GIVEN EXERCISE:
Copy out every line of the data below that contains the string "cluster".
══ INPUT MATERIAL ══
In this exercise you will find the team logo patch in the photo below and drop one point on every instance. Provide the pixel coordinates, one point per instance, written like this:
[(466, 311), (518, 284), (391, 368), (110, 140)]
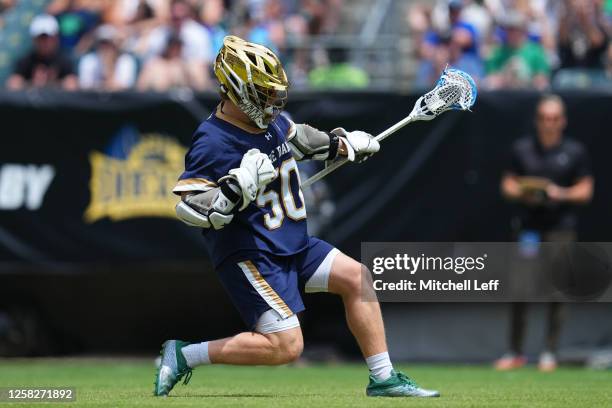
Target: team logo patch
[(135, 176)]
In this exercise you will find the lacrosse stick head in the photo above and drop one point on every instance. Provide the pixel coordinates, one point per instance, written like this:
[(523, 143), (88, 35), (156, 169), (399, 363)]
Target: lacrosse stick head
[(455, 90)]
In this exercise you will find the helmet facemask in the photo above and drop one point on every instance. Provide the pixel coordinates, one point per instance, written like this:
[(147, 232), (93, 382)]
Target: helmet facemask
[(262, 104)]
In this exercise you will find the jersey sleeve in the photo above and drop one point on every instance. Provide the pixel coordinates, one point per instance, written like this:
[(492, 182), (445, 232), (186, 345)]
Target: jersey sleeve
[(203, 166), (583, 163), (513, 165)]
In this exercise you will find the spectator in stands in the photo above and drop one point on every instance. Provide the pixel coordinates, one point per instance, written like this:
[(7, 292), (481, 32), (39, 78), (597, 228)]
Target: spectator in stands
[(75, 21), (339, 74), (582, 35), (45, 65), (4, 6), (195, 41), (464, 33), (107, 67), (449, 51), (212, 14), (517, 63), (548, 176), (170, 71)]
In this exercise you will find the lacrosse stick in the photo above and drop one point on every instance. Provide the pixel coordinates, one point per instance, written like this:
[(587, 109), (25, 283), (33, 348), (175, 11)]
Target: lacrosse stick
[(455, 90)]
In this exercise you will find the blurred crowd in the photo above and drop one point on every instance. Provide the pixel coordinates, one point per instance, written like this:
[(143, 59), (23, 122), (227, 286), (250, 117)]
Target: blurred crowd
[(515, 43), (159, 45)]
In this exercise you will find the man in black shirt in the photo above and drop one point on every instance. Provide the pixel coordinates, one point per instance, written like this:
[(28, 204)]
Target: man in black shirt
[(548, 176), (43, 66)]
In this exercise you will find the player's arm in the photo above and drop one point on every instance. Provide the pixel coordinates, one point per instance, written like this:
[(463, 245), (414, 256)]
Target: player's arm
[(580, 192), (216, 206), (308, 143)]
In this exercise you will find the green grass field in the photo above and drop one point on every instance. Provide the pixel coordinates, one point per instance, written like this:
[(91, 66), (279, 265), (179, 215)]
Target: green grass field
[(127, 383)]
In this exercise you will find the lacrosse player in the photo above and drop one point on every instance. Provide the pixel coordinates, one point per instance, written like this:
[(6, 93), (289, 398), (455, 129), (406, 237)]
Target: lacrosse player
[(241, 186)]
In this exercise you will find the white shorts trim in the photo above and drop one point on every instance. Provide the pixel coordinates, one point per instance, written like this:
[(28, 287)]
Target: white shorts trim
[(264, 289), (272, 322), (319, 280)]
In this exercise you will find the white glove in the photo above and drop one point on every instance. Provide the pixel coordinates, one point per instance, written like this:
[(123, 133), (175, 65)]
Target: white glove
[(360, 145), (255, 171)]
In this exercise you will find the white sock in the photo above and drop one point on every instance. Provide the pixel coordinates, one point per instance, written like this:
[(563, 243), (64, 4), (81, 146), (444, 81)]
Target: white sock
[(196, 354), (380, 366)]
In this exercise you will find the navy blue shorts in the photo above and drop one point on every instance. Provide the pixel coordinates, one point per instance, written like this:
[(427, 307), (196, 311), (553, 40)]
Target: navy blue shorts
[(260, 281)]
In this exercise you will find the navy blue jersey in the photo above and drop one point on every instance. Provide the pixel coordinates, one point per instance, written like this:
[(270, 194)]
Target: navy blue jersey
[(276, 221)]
═══
══ INPUT MATERIAL ══
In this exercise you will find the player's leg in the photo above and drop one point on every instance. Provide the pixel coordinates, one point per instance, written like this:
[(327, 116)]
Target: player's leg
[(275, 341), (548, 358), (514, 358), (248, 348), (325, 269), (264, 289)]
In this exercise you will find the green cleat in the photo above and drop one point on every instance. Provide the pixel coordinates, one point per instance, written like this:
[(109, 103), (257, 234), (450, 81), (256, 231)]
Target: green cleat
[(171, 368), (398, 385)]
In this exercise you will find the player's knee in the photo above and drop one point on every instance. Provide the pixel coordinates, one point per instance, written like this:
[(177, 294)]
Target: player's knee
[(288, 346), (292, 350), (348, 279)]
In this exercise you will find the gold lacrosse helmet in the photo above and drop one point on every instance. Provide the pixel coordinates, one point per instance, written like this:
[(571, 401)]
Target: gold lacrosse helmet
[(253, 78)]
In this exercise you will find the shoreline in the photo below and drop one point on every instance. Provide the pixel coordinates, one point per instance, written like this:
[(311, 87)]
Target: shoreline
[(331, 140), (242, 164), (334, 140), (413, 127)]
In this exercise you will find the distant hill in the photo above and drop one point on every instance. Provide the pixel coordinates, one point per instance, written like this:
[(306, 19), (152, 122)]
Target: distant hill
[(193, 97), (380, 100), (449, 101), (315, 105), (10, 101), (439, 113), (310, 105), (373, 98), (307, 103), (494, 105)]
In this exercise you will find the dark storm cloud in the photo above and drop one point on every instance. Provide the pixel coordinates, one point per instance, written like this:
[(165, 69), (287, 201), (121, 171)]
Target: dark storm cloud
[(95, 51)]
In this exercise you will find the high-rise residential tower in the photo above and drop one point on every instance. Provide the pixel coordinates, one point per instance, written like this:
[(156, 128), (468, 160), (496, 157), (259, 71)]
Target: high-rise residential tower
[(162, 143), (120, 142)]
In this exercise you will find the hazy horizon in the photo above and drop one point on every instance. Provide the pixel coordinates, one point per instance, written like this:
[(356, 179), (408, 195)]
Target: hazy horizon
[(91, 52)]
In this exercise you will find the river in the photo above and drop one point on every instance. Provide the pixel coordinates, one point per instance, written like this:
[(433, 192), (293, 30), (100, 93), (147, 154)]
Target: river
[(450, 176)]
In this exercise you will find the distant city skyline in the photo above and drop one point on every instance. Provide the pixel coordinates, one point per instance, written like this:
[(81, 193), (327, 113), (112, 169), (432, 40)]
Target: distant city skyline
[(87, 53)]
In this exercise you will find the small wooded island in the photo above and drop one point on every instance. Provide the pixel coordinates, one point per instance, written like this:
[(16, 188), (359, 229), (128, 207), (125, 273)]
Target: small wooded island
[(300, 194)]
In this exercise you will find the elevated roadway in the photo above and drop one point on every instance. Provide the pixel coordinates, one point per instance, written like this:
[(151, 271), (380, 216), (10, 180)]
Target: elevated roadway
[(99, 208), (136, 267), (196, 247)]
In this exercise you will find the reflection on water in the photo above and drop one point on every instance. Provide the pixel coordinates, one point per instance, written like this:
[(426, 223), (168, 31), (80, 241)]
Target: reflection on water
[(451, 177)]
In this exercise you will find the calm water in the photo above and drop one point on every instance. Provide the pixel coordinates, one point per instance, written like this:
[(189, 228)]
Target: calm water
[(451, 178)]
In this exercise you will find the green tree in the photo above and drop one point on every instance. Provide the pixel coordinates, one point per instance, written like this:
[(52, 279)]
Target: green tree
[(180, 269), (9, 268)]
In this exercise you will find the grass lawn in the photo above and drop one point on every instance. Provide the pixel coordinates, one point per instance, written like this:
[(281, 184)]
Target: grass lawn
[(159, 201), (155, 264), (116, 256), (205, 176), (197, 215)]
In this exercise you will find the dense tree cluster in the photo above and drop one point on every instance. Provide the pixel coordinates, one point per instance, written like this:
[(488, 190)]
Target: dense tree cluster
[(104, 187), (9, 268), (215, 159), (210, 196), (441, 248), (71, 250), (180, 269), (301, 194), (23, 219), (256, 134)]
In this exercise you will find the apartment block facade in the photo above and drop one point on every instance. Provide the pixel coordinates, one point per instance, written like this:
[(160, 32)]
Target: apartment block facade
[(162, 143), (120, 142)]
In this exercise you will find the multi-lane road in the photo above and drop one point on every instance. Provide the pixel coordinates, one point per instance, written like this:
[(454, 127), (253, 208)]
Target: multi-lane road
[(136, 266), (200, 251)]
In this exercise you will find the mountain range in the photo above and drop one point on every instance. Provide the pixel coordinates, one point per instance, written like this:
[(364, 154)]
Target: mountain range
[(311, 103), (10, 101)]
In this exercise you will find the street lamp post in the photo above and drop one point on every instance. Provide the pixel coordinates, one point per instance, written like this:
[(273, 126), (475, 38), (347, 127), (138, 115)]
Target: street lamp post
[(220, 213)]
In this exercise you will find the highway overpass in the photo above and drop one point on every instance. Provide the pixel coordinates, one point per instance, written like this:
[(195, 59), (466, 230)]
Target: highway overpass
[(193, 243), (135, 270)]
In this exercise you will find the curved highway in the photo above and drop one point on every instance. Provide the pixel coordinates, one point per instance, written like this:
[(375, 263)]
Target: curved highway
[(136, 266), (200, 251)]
═══
CORRECT ANSWER:
In this exercise you will find the dense tree cluster in the photo above and drop one point on every instance. Provide the pixel coordinates, one point per instance, written like this:
Target: dense tree cluster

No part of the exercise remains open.